--- Exercise inputs ---

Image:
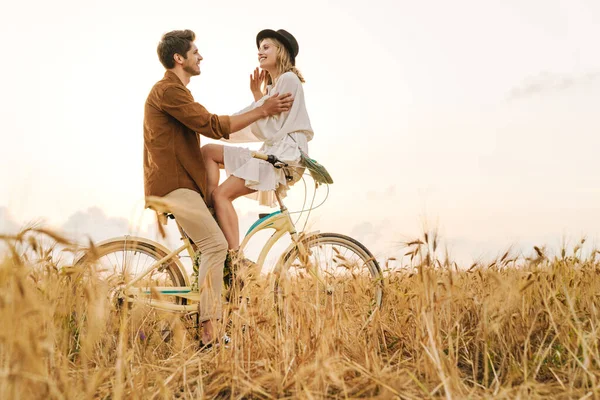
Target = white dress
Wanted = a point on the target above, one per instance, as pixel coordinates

==

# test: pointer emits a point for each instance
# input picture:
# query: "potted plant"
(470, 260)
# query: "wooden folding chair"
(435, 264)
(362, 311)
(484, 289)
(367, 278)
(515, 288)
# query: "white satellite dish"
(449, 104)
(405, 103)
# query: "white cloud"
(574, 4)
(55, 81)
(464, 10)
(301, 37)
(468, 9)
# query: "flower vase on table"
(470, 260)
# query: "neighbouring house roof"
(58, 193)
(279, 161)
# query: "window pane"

...

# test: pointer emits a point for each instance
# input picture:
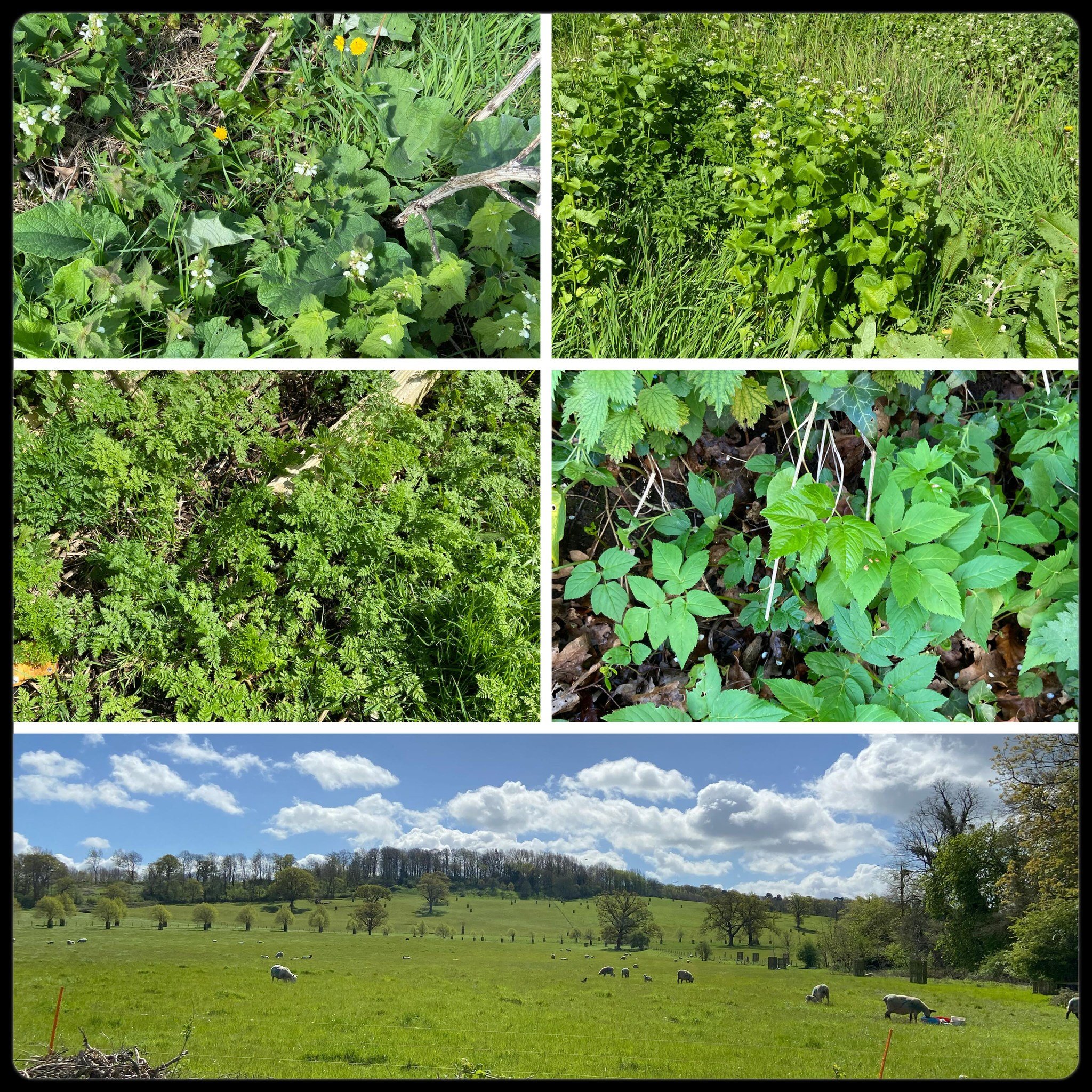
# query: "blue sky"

--- Task statement ---
Pull out every line of the items above that contains the string "query", treating uppercase and lowercase letters as different.

--- Worked answer ---
# query: "potted plant"
# query: "wooden folding chair"
# query: "white satellite dish"
# query: "white cloud"
# query: "flower vase on table"
# query: "neighbouring house roof"
# query: "window pane"
# query: "blue sky"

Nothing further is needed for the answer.